_WHAT THE EXERCISE ASKS_. Exactly and only the lines from the one containing "column 1130, row 561" through the close of the entries below are to be set down.

══ GIVEN DATA

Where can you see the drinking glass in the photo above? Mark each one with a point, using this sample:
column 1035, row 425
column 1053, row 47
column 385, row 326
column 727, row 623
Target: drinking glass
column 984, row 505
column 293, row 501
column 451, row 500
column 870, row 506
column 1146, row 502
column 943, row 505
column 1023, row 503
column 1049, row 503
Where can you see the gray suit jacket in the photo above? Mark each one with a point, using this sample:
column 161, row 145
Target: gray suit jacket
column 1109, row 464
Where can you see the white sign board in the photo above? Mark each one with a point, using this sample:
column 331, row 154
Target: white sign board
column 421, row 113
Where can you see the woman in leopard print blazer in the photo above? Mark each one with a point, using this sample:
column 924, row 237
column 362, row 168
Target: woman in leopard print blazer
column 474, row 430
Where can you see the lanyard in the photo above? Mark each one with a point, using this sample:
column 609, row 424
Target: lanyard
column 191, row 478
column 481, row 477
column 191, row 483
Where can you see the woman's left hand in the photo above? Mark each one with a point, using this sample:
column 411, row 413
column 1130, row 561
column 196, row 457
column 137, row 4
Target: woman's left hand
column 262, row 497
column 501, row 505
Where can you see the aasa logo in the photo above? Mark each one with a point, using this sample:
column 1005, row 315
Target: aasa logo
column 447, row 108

════

_OUTPUT_.
column 1130, row 561
column 196, row 457
column 137, row 4
Target: woman's left hand
column 262, row 497
column 501, row 505
Where can you see the aasa logo in the photo above? Mark each one with a point, using this sample:
column 1005, row 315
Target: aasa logo
column 447, row 108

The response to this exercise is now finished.